**Short problem 1:** Decide whether each statement agrees with the botocove post, answering yes or no and quoting the words of the post that settle it: (a) the regions_per_account parameter would override the target_ids, ignored_ids, and regions parameters; (b) boto3 provides a paginator for ListRegions; (c) the first pass would run create/update/delete APIs.
**Short problem 2:** According to a code comment in the botocove post, how many launched regions were there in June 2023?
**Short problem 3:** Quote everything in the botocove post from "If the aim here" down to "to be accessed.".

**Selected extract:**

====================

If the aim here is to avoid disabled account-regions, both accessing them and referencing them in the output, then the use case is similar to mine when I wanted to access only the account regions needing remediation.

We can support both with a new parameter to cove that describes the set of account-regions to be accessed.

@cove(
    regions_per_account={
        "111111111111": ["rr-aaaa-1", "rr-bbbb-1", "rr-cccc-1"],
        "222222222222": ["rr-aaaa-1", "rr-bbbb-1"],
        "333333333333": ["rr-aaaa-1", "rr-bbbb-1", "rr-cccc-1", "rr-dddd-1"],
    }
)
def example(session):
    ...

The regions_per_account parameter would override the target_ids, ignored_ids, and regions parameters.

So configured, botocove would call example in these account-regions:

And the output object would have only results or exceptions for those combinations.

In my use case, I would find the correct value for regions_per_account by doing a first pass with botocove over all account-regions to identify regions that need to be remediated. The first pass would run some listing and describing APIs. After studying the output of the first pass, I would pass a description of where to remediate to regions_per_account and a description of how to remediate as a new decorated function that runs some create/update/delete APIs.

In @alencar's use case, the client code would call a function like this before passing the return value to regions_per_account.

def get_active_account_regions(session):
    org_client = session.client("organizations")
    account_client = session.client("account")

    mgmt_account_id = org_client.describe_organization()["Organization"]["MasterAccountId"]
    pages = org_client.get_paginator("list_accounts").paginate()
    active_member_accounts = [
        account
        for page in pages
        for account in page["Accounts"]
        if account["Status"] == "ACTIVE" and not account["Id"] == mgmt_account_id
    ]

    # boto3 has no paginator for ListRegions. MaxResults allows up to 50 regions
    # in one response. In June 2023 there are 31 launched regions [1].
    # [1]: https://aws.amazon.com/about-aws/global-infrastructure/
    active_account_regions = {}
    for account in active_member_accounts:
        active_regions = account_client.list_regions(
            AccountId=account["Id"],
            MaxResults=50,
            RegionOptStatusContains=["ENABLED", "ENABLED_BY_DEFAULT"]
        )["Regions"]
        active_account_regions[account["Id"]] = [r["RegionName"] for r in active_regions]

    return active_account_regions

To make the function work in my test account, I needed to enable trusted access for AWS Account Management like this:

aws organizations enable-aws-service-access \
--service-principal account.amazonaws.com
$ aws organizations list-aws-service-access-for-organization
{
    "EnabledServicePrincipals": [
        {
            "ServicePrincipal": "account.amazonaws.com",
            "DateEnabled": "2023-06-07T11:00:49.362000+02:00"
        },
        {
            "ServicePrincipal": "cloudtrail.amazonaws.com",
            "DateEnabled": "2023-05-19T12:20:06.578000+02:00"
        },
        {
            "ServicePrincipal": "config.amazonaws.com",
            "DateEnabled": "2023-05-19T12:27:58.513000+02:00"
        },
        {
            "ServicePrincipal": "controltower.amazonaws.com",
            "DateEnabled": "2023-05-19T12:20:05.228000+02:00"

====================

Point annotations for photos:

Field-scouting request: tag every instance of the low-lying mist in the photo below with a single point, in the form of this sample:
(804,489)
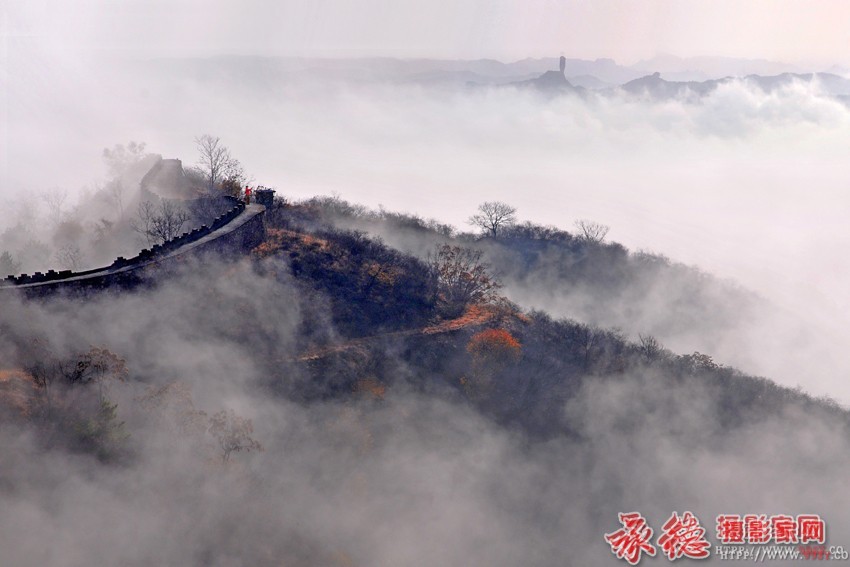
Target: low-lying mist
(745,184)
(408,479)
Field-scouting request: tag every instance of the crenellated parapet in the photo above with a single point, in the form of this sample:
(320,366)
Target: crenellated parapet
(239,228)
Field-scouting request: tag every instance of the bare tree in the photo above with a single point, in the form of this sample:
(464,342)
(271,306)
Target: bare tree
(8,265)
(69,257)
(232,433)
(55,201)
(493,216)
(462,279)
(592,231)
(216,163)
(160,224)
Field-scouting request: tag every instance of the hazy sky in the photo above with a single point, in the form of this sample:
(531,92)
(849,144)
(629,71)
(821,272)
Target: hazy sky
(627,30)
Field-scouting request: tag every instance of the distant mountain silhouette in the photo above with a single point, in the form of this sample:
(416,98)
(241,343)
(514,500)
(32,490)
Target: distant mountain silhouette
(655,87)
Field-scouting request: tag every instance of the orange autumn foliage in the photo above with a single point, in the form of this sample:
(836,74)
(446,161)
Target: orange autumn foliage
(497,345)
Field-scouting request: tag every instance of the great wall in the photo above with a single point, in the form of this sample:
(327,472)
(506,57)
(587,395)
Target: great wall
(237,230)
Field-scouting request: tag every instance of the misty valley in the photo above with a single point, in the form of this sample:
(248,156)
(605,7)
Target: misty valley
(417,345)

====================

**Exercise solution 1:**
(a) Yes: "The regions_per_account parameter would override the target_ids, ignored_ids, and regions parameters."
(b) No: "boto3 has no paginator for ListRegions."
(c) No: "The first pass would run some listing and describing APIs."

**Exercise solution 2:** 31

**Exercise solution 3:**
If the aim here is to avoid disabled account-regions, both accessing them and referencing them in the output, then the use case is similar to mine when I wanted to access only the account regions needing remediation.

We can support both with a new parameter to cove that describes the set of account-regions to be accessed.